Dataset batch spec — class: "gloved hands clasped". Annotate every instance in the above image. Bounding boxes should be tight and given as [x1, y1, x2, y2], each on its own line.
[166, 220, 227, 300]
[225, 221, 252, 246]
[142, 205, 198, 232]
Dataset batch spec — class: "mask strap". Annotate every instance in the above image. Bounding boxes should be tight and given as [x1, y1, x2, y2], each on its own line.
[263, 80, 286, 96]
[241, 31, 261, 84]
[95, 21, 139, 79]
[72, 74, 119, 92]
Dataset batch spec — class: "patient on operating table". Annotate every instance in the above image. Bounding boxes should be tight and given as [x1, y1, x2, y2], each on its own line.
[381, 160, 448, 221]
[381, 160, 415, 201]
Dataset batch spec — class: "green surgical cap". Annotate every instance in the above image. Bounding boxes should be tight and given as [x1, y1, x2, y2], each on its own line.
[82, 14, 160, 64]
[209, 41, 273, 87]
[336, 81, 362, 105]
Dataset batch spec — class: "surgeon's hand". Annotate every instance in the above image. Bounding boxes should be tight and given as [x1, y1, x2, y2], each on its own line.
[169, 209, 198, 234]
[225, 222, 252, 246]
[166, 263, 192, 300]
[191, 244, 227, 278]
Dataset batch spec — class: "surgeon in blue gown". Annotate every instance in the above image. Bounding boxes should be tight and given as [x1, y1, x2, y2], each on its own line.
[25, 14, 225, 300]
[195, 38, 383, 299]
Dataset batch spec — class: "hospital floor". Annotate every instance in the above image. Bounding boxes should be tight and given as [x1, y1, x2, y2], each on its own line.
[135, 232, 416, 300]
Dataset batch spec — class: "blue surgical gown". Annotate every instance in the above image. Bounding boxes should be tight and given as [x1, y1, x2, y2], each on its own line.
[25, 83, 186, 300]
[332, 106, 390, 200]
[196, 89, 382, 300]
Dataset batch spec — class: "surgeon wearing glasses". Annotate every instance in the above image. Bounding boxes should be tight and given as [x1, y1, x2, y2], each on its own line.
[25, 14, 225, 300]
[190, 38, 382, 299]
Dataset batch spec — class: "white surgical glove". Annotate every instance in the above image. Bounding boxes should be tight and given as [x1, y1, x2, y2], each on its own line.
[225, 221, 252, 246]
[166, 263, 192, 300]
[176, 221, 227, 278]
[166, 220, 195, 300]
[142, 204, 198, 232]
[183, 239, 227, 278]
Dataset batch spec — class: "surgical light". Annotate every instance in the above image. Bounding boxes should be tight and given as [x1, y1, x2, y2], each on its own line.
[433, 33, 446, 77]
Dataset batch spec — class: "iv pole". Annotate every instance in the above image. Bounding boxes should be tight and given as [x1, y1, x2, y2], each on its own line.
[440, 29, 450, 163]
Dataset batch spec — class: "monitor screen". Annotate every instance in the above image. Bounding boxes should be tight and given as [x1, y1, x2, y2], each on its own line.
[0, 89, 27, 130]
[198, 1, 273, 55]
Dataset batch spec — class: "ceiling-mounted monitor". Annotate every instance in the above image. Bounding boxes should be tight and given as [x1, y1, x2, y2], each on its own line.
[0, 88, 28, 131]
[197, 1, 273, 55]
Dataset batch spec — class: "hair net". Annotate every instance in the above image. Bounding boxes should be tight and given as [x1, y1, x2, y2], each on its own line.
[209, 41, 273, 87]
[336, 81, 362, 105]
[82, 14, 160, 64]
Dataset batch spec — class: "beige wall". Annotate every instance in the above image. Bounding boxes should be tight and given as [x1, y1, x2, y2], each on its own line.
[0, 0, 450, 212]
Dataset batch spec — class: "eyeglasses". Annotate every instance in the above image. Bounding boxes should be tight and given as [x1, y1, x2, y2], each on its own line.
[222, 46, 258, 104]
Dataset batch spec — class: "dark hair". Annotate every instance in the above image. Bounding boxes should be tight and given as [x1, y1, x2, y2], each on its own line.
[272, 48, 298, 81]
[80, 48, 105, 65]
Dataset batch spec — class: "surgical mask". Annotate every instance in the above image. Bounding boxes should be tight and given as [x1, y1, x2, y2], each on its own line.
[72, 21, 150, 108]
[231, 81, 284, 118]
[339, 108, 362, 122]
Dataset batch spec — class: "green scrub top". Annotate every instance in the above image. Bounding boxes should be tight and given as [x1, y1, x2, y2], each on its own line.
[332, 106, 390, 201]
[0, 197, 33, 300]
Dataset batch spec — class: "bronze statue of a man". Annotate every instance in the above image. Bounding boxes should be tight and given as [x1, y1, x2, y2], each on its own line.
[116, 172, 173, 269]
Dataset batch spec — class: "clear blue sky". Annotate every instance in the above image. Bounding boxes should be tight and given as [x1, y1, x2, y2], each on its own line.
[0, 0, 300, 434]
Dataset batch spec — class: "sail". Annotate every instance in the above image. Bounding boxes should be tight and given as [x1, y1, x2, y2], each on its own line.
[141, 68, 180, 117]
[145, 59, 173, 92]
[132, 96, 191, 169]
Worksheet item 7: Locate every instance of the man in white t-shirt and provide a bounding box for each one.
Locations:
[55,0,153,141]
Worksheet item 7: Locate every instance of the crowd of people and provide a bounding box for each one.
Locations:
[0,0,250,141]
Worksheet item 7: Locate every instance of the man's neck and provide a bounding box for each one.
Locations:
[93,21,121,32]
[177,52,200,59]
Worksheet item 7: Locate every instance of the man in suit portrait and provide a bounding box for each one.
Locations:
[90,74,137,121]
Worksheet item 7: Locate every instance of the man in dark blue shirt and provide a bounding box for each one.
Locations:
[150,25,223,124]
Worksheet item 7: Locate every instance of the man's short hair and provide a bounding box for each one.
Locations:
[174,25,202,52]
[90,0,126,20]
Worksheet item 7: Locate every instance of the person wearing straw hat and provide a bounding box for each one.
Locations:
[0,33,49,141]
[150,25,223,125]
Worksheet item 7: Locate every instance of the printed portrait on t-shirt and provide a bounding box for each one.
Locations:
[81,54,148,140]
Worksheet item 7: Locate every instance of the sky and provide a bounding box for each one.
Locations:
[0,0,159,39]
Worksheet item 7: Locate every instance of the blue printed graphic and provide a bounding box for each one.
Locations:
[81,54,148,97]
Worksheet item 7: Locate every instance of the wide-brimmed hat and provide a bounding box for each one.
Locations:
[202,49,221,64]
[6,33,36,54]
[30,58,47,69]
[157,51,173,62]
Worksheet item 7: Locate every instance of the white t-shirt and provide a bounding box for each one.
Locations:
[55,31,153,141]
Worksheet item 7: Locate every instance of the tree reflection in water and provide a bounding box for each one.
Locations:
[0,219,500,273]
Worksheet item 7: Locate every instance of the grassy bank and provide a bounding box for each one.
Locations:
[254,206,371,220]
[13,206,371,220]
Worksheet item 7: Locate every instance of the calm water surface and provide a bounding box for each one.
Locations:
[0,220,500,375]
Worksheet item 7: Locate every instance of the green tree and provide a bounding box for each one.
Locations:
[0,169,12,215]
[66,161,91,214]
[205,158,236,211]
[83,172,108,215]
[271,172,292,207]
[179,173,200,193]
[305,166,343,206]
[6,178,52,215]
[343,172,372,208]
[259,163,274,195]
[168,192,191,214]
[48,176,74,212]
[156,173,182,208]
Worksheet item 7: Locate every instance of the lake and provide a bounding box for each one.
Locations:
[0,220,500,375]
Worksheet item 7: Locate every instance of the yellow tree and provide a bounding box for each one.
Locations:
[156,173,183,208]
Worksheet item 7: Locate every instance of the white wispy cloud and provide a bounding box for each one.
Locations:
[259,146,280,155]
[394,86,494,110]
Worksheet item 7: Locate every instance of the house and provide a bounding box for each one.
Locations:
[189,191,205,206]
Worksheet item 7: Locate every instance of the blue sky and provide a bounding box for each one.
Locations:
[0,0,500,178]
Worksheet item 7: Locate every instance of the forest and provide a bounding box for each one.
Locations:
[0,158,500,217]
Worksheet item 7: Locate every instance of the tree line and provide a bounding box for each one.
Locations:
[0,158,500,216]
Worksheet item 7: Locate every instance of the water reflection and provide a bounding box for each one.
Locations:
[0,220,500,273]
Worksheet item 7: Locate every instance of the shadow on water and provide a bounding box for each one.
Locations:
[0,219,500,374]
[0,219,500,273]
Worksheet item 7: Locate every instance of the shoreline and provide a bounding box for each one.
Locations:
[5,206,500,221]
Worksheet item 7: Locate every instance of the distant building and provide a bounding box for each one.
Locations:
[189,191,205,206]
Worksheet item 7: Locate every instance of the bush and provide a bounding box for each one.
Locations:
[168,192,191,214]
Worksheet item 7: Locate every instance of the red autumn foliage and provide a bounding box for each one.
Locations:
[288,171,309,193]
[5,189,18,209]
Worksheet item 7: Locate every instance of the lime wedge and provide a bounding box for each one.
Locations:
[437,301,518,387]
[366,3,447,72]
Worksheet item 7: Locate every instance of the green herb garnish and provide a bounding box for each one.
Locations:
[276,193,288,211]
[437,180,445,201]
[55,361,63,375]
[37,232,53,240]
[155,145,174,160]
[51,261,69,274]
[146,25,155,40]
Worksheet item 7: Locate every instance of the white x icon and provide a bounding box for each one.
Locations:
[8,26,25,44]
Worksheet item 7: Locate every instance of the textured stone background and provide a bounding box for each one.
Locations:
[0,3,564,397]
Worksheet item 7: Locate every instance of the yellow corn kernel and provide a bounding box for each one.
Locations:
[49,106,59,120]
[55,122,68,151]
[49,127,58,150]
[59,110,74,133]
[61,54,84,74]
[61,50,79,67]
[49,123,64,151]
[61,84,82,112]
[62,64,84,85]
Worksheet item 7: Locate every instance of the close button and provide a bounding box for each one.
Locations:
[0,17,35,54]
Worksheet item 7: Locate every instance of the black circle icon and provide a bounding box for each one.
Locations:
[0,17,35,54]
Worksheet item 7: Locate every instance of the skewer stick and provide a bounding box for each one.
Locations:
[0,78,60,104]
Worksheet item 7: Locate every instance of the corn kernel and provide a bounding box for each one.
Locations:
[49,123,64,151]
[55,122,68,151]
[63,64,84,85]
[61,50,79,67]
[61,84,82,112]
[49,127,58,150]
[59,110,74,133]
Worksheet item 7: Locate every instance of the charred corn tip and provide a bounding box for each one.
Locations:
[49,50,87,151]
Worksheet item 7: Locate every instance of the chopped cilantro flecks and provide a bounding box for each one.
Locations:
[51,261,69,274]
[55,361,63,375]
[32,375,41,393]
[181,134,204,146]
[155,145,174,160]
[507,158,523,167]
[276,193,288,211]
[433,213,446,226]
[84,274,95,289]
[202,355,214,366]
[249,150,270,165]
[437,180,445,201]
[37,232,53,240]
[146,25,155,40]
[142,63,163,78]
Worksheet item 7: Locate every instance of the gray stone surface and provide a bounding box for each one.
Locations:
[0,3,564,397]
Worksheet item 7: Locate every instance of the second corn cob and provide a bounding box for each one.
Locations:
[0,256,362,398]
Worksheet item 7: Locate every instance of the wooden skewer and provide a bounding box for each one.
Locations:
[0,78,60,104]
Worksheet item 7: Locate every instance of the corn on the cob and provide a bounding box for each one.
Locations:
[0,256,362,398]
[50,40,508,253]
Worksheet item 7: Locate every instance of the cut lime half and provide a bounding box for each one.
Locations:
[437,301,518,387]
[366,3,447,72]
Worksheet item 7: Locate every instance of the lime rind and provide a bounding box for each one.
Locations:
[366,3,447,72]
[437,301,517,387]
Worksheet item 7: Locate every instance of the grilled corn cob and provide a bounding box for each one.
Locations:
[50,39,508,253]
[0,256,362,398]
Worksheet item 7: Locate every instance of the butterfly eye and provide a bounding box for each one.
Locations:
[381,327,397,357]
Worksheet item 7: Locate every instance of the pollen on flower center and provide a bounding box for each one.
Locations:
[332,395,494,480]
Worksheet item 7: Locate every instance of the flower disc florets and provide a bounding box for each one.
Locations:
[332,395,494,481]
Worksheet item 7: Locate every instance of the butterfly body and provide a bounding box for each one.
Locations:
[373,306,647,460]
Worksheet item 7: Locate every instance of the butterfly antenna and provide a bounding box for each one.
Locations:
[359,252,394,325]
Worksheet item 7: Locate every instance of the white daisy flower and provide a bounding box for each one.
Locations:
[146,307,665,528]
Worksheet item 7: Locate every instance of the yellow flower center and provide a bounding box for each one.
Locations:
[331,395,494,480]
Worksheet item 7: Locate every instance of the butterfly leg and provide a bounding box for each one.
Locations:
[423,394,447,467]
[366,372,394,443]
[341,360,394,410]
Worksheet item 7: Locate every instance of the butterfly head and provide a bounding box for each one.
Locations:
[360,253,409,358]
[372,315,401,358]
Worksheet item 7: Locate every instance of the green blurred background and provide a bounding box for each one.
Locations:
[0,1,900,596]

Task directions: Write the lines out verbatim, from the one with "Worksheet item 7: Locate every instance of the white daisy" through the last line of the entries, and stop there.

Written reply:
Worksheet item 7: Locate every instance of the white daisy flower and provide a bounding box for each one.
Locations:
[146,307,665,528]
Worksheet item 7: Locate every instance of the yellow flower center and provide a bounding box for each one.
Locations:
[331,395,494,480]
Worksheet item 7: Locate every instance of the butterfly leg and provide a bounding box for each one.
Locations:
[423,394,447,467]
[366,372,394,443]
[341,360,394,410]
Worksheet item 7: Locate every instance of the butterfly head and provide a bounding box for each one.
Locations:
[360,253,409,358]
[372,315,401,358]
Worksheet item 7: Locate every instance of the green blurred background and provide a bounding box for each one.
Locations:
[0,1,900,596]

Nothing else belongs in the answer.